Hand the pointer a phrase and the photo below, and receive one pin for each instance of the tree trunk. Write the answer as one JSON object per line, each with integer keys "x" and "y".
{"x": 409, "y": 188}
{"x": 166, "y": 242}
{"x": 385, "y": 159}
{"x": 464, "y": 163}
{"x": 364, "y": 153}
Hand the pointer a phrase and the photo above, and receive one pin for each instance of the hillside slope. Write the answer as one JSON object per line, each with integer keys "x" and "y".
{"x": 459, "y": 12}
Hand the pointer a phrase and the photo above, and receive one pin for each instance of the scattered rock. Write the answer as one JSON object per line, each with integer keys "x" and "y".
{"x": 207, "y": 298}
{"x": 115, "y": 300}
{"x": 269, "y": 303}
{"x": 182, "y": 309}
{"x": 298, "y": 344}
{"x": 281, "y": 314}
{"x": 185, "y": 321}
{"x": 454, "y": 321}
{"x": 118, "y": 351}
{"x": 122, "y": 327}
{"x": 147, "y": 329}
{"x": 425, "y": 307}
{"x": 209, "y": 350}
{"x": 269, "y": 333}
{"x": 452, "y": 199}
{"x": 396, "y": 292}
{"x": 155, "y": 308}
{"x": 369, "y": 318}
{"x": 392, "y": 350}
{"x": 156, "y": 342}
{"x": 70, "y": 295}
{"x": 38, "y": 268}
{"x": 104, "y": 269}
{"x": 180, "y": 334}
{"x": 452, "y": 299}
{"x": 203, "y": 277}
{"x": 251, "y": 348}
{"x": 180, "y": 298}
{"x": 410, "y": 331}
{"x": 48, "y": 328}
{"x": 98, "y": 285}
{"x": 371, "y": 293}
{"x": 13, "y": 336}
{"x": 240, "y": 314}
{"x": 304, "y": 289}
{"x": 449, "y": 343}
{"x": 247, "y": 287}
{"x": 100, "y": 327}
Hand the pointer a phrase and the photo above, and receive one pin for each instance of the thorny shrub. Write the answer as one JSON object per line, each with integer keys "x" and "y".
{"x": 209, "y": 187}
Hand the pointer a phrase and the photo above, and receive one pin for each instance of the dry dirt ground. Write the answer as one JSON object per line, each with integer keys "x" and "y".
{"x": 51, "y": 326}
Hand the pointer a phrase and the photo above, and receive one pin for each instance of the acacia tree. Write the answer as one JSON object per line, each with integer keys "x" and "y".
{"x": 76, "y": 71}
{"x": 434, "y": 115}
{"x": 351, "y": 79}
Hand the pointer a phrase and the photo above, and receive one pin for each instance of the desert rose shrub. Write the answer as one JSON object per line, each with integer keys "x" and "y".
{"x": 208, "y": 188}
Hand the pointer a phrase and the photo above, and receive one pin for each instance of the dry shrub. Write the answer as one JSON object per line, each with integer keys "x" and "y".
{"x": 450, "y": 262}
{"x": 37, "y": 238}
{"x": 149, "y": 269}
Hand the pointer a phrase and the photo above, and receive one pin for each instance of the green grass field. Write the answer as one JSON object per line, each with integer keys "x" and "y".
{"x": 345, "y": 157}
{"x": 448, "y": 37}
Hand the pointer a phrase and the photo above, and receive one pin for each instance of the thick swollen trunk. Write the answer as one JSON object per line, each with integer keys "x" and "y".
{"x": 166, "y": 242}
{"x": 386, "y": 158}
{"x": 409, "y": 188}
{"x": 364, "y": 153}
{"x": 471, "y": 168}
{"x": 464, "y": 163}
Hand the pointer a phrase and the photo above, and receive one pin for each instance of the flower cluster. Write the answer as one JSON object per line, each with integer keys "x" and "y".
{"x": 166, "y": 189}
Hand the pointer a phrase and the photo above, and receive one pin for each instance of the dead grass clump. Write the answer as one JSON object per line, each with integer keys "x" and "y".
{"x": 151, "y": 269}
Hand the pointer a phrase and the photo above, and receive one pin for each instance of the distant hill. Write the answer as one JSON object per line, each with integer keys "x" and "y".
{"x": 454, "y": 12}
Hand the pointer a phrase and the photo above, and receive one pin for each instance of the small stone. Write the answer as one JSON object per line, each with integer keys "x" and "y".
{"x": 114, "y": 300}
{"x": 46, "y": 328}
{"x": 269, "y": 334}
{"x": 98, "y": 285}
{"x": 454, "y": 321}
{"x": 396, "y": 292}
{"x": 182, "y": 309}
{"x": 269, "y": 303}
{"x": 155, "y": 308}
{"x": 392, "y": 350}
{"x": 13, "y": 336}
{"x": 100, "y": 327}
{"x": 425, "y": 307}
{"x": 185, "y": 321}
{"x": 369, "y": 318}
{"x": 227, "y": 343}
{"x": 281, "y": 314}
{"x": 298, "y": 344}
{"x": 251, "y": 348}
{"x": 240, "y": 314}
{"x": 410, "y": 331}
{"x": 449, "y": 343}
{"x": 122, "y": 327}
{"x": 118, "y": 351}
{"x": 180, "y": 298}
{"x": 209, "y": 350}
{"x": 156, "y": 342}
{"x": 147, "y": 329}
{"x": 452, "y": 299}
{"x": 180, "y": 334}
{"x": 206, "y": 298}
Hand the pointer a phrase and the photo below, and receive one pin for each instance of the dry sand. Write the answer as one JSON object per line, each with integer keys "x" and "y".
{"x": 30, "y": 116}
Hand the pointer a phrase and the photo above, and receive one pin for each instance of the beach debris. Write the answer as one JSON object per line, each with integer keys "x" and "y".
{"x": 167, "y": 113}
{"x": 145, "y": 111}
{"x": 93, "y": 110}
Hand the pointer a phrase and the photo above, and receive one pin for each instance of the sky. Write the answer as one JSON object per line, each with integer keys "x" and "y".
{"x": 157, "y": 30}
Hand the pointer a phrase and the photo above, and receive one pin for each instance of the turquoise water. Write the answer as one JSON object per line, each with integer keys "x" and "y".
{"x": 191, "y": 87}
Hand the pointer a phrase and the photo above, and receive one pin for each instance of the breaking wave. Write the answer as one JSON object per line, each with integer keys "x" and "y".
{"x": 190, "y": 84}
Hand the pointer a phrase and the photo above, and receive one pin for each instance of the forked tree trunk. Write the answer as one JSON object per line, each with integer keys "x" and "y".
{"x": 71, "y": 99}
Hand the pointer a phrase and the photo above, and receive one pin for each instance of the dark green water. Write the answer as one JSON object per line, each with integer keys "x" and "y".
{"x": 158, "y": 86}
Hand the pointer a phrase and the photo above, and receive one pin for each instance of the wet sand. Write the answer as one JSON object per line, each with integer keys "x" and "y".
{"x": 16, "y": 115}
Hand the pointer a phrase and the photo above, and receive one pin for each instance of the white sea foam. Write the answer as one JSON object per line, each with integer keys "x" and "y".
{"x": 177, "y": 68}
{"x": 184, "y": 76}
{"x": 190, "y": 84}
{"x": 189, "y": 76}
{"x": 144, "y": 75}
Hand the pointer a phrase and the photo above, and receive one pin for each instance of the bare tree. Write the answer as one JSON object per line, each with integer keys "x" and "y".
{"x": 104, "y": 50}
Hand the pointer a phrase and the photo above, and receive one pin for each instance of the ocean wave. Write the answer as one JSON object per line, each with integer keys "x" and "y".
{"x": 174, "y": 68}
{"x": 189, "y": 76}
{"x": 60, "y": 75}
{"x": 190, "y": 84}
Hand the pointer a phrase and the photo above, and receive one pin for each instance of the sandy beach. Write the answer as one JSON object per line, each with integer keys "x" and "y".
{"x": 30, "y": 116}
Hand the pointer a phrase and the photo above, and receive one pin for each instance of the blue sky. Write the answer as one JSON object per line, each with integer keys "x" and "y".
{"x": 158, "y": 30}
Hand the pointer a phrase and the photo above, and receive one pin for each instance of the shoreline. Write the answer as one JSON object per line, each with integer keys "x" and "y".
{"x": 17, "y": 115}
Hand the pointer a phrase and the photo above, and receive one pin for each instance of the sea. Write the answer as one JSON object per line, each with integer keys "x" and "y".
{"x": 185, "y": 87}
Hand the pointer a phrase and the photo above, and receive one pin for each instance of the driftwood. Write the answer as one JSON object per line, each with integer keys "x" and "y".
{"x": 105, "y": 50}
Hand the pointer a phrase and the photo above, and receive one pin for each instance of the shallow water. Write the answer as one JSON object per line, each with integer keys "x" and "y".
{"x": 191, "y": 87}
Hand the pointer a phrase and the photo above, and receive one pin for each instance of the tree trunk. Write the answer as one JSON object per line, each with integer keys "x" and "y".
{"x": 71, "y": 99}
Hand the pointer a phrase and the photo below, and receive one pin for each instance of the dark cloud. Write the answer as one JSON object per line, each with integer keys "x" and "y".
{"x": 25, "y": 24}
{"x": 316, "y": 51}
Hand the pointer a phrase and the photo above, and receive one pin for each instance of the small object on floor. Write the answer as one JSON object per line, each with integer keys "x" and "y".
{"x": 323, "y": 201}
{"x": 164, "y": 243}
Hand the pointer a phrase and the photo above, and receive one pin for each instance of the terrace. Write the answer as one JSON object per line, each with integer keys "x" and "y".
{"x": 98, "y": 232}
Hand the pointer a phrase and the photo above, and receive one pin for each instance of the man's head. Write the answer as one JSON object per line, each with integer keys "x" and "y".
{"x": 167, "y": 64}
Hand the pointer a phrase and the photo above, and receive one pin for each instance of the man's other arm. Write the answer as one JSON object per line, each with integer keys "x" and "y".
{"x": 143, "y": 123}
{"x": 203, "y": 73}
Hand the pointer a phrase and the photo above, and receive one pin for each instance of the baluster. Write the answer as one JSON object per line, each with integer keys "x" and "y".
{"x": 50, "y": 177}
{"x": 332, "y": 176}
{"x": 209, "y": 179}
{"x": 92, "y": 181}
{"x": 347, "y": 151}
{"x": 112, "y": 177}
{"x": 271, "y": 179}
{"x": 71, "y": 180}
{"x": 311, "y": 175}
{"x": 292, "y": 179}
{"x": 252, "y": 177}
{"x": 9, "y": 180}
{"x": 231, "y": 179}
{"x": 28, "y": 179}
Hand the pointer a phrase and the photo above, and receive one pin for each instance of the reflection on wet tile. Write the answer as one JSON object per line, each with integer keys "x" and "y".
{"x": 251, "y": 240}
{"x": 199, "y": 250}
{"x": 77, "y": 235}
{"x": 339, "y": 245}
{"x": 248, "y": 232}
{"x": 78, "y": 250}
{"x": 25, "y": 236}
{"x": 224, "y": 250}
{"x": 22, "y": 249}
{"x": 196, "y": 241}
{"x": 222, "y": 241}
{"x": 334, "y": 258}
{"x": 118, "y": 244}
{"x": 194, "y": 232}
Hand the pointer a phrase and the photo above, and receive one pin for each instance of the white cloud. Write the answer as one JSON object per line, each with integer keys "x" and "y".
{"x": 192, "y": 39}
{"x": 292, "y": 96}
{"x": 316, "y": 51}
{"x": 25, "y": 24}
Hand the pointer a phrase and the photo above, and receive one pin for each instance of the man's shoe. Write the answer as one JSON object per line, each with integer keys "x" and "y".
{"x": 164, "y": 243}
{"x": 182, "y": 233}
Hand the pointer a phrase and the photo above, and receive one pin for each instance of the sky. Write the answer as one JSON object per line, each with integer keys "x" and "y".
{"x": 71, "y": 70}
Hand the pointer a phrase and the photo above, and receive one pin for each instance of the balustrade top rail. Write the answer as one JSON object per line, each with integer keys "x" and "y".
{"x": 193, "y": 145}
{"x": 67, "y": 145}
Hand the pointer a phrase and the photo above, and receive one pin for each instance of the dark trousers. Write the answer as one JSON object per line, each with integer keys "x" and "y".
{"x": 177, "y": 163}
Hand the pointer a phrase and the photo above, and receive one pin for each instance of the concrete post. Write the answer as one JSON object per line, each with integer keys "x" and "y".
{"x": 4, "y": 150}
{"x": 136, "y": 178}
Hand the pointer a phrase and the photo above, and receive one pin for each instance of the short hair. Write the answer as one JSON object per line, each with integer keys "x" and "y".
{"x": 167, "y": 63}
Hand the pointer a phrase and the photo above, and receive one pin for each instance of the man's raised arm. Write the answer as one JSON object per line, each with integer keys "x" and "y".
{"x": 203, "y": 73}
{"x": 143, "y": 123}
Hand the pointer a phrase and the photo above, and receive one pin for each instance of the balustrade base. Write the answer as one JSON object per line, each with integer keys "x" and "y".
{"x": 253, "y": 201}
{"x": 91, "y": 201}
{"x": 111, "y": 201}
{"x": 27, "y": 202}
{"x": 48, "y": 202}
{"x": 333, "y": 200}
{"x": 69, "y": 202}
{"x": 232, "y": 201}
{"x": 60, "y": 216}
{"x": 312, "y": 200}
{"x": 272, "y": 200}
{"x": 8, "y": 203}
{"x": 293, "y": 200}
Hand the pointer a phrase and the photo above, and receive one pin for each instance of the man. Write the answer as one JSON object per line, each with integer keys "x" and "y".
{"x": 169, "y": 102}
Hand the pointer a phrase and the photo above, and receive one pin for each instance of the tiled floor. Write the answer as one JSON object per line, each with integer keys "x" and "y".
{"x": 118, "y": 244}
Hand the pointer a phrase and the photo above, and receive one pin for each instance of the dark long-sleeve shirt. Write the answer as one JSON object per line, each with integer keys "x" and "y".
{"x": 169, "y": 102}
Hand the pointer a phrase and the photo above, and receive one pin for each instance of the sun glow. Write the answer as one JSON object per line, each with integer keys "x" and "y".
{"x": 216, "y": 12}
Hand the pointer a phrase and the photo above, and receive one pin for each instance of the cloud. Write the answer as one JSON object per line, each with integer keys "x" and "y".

+++

[Task details]
Only a verbatim transcription of the lines from the one containing "the balustrade base." through the last line of the records counts as the answer.

[Your response]
Hand the pointer a phrase and the photo above, and receive one pin for each instance of the balustrade base. Write the answer as one JSON object per line, each with integer keys "x" and "y".
{"x": 253, "y": 201}
{"x": 91, "y": 201}
{"x": 111, "y": 201}
{"x": 27, "y": 202}
{"x": 48, "y": 202}
{"x": 333, "y": 200}
{"x": 69, "y": 202}
{"x": 232, "y": 201}
{"x": 60, "y": 216}
{"x": 312, "y": 200}
{"x": 272, "y": 200}
{"x": 8, "y": 203}
{"x": 293, "y": 200}
Hand the pointer a phrase and the photo above, and receive one pin for each instance of the man. Write the answer as one JSON object per line, each with integer keys "x" and "y".
{"x": 169, "y": 102}
Hand the pointer a phrase and the photo above, and receive one pin for each instance of the tiled floor. Write the answer as one JSON object per line, each with integer keys "x" and "y".
{"x": 118, "y": 244}
Hand the pointer a phrase and the photo above, and receive one pin for each instance of the dark long-sleeve shirt. Write the answer as one JSON object per line, each with integer keys "x" and "y".
{"x": 169, "y": 102}
Hand the pointer a phrase and the photo above, and receive one pin for each instance of the sun glow. Write the answer as one JSON object per line, each with integer keys "x" and "y".
{"x": 216, "y": 12}
Hand the pointer a phrase and the photo above, and receive one pin for each instance of the cloud. Write the answer as one JSON object per line, each with integer keys "x" and "y".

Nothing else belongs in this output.